WORK REQUIRED: From the Gentics Mesh monitoring text below, extract word for word the passage from "The liveness of" to "200 is returned.", including both of those phrases.

SUPPLIED TEXT:
********

Monitoring

Gentics Mesh exposes monitoring data via an un-authenticated monitoring server. In addition to the default API server which runs on default port 8080 an additional monitoring server will be started which listens on localhost:8081 by default.

The monitoring server is un-authenticated and thus should not be exposed to the public. By default it will only bind to localhost:8081.

Configuration

The network settings for the monitoring server can be configured within the mesh.yml or via environment settings.

The montoring server can also be turned off via the enabled flag.

mesh.yml
…
monitoring:
  enabled: true
  port: 8081
  host: "127.0.0.1"
Container deployments which need to access the monitoring API need to change the monitoring server binding in order to expose the port.
This can be done via the environment http host setting: MESH_MONITORING_HTTP_HOST=0.0.0.0

Liveness Probe in Docker

The liveness of the Gentics Mesh instance running in a docker container can be checked by executing the command java -cp mesh.jar com.gentics.mesh.monitor.jmx.JMXProbe inside the container. This has some advantages over the liveness probe using the HTTP endpoint: Liveness checked with JMX does not depend on the http verticles and vert.x to be fully started, but only on the Java process to be running and having the JMX bean registered. This means that - especially when running Gentics Mesh in a cluster - the instances will become live very soon, whereas starting of vert.x and the http verticles may take a while, because this requires OrientDB cluster to be synchronized first.

Endpoints

Liveness Probe

The healthcheck liveness probe endpoint GET /api/v2/health/live indicates if server is working as expected when status code 200 is returned.

Readiness Probe

The readiness probe endpoint GET /api/v2/health/ready returns status code 200 if the server is accepting connections. This endpoint can be used to check when the server instance if ready to accept requests once it has been started. This is especially useful if you run rolling cluster upgrades.

Status

The current Gentics Mesh server status can be checked against the GET /api/v2/status.

Status Description

STARTING

Status which indicates that the server is starting up.

WAITING_FOR_CLUSTER

Status which indicates that the server is waiting/looking for a cluster to join.

READY

Status which indicates that the server is operating normally.

SHUTTING_DOWN

Status which indicates that the instance is shutting down.

BACKUP

Status which indicates that a blocking backup is currently running.

********

DATA LINES:
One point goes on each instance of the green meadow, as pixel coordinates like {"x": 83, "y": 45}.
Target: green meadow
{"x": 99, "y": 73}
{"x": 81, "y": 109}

********

EXERCISE OUTPUT:
The liveness of the Gentics Mesh instance running in a docker container can be checked by executing the command java -cp mesh.jar com.gentics.mesh.monitor.jmx.JMXProbe inside the container. This has some advantages over the liveness probe using the HTTP endpoint: Liveness checked with JMX does not depend on the http verticles and vert.x to be fully started, but only on the Java process to be running and having the JMX bean registered. This means that - especially when running Gentics Mesh in a cluster - the instances will become live very soon, whereas starting of vert.x and the http verticles may take a while, because this requires OrientDB cluster to be synchronized first.

Endpoints

Liveness Probe

The healthcheck liveness probe endpoint GET /api/v2/health/live indicates if server is working as expected when status code 200 is returned.